I recall that it was a Saturday. We were invited to come for lunch, a lunch which, counting the entertainment which followed the eating and the talk, was to go on till four o'clock in the afternoon.

On arriving we passed through the offices, which contained about thirty desks — a big organization even then, with worldwide branches and thousands inscribed in correspondance courses. I noticed that every desk had on it a framed portrait of the Leader.

We were conducted to the Paramahamsa's top floor apartment. I had known him from the frequently seen publicity photo, with long hair and an unmistakable resemblance to Jesus. In the flesh he seemed older (he would then have been in his mid-fifties) and the hair was considerably less abundant.

During lunch, which consisted of egg curry and vegetarian items, Yogananda spoke constantly about himself, the size of the organization, the number of his adepts, the initiations he gave for various grades of attainment, his own struggles in building up the work. I remarked that I had passed an SRF restaurant somewhere down the Coast which advertised mushroomburgers. "Yes, it is I who invented the mushroomburger," he replied proudly, giving a history of how this meat substitute item had been conceived and popularized.

As this very long interview, together with the lunch, came to an end, Bill and I prepared to take our leave.

§ **ENTRIES**:
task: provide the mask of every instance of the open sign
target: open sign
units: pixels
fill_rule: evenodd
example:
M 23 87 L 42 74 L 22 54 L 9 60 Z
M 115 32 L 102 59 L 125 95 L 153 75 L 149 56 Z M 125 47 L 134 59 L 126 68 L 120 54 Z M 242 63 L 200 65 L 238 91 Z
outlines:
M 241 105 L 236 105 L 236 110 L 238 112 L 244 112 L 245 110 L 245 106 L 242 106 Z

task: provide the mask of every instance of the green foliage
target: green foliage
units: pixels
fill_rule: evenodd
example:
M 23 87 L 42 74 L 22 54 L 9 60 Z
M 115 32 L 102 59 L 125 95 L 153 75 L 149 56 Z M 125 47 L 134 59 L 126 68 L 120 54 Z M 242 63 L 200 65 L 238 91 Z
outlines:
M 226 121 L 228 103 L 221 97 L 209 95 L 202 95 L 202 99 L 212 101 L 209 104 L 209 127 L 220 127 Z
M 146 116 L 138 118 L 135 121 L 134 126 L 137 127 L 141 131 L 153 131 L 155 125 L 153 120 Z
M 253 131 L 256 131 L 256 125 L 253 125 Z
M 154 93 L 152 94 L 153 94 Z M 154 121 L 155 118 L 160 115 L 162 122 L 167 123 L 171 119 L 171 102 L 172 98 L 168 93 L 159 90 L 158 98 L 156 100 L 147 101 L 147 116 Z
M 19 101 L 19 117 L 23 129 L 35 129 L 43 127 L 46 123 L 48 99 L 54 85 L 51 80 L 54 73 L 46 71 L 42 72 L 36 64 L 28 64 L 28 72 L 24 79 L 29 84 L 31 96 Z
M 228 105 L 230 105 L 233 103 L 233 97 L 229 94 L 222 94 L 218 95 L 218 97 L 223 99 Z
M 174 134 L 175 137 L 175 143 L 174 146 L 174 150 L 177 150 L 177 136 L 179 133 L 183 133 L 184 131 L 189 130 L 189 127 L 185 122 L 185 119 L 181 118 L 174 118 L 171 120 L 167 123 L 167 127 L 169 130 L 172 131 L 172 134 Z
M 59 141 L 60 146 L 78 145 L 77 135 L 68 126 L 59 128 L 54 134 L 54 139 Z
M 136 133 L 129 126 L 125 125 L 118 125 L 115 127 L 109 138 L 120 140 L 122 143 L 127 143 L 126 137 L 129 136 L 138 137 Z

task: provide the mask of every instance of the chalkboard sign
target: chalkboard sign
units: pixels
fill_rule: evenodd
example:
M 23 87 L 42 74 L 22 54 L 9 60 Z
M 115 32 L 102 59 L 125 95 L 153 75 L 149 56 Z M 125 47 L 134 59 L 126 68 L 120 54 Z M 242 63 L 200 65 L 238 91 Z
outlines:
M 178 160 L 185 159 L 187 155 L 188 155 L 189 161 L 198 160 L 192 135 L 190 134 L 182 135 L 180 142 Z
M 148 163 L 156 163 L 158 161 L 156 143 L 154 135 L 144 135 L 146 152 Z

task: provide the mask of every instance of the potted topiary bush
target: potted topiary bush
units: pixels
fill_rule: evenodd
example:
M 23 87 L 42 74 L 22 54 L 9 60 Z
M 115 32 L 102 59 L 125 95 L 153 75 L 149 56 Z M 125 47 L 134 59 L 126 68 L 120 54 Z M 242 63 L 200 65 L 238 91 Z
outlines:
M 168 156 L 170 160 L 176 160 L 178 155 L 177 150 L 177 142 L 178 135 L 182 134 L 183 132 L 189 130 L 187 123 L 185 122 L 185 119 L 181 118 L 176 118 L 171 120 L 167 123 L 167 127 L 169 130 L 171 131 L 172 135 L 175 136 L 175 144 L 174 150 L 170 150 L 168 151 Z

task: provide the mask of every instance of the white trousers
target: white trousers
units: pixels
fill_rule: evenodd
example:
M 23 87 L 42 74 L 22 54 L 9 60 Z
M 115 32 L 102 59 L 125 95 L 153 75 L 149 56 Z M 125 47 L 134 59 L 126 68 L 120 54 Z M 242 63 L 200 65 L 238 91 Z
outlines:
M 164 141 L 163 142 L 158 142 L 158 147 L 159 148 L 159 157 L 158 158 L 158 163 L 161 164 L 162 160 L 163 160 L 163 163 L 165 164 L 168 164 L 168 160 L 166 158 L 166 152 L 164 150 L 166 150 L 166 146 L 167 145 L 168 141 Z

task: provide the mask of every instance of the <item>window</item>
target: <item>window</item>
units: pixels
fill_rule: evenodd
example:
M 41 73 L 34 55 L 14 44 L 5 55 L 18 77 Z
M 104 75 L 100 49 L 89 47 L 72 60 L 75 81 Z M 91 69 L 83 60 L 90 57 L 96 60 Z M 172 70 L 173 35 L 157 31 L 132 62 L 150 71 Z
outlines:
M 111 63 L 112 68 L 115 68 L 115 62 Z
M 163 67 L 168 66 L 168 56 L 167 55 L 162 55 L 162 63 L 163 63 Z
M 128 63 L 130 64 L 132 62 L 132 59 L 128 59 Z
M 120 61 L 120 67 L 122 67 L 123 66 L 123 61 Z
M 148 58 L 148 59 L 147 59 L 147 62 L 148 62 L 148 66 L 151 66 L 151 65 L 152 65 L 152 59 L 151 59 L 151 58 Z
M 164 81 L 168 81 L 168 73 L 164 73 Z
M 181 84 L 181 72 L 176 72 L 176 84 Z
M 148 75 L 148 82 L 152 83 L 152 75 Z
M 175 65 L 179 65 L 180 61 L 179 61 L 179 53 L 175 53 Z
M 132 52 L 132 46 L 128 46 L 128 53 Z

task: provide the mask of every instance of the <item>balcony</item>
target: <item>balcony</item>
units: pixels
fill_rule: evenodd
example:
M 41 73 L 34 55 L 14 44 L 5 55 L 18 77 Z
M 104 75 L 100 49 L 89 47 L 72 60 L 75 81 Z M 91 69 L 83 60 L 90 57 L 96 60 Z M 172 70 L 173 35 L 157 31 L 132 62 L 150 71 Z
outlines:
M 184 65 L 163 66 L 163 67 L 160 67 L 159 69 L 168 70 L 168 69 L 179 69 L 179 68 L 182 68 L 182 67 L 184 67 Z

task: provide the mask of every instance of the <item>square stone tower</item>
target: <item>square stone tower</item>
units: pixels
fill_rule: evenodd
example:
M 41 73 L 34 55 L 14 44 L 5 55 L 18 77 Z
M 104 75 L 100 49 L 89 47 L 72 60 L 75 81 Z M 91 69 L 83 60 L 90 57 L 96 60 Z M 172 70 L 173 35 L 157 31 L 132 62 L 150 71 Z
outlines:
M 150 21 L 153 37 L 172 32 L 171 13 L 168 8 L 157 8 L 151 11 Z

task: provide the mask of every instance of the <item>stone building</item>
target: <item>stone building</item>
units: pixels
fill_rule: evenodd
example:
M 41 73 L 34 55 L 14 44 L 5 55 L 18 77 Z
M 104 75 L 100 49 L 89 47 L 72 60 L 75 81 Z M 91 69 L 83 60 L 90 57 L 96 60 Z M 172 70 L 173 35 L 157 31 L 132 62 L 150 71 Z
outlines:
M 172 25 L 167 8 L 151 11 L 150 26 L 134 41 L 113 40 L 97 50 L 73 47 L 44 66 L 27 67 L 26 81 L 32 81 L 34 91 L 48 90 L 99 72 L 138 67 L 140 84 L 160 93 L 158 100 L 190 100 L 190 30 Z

§ **EXERCISE REQUIREMENTS**:
1) In the account of lunch with Yogananda, what did every desk in the offices have on it?
2) Write a continuation of the account of lunch with Yogananda, picking up right after its last sentence.
You won't need the rows for any of this.

§ **IN RESPONSE**:
1) Every desk had a framed portrait of the Leader on it.

2)
"Oh, no. You've only heard about my work, now you will see some of it." Space was made and a scene ensued that made me think of life in the court of some oriental potentate. The entertainment was given by about a dozen or twenty adolescent and pre-adolescent boys, barefooted and wearing gym outfits. They proceeded to do a series of yoga postures such as Bill and I had never seen before.

The Paramahamsa proudly watched his performers, commented on the exercises, explaining the value of each. At one point some of the advanced students thrust needles through cheeks and tongue and removed them without drawing blood.

The whole thing struck me very unpleasantly. Was this something I should have to accept in becoming an adept of Indian religion? I asked myself. I hoped not. What we had witnessed struck me as intensely unaesthetic and moreover carrying with it an unmistakable odor of eroticism.

It was obvious that this was not to be my way, nor the Paramahamsa my spiritual guide. Later, when I gave an account of that luncheon to Swami Prabhavananda (who had known Yogananda since their younger days in Bengal) he looked quite grim.

"Could it be said, Swami," I asked, in order to draw him out, "that one might classify Ramakrishna Vedanta as the Episcopalianism of Indian religious thought and the SRF people as its Holy Rollers?"

Swami just looked at me disgusted.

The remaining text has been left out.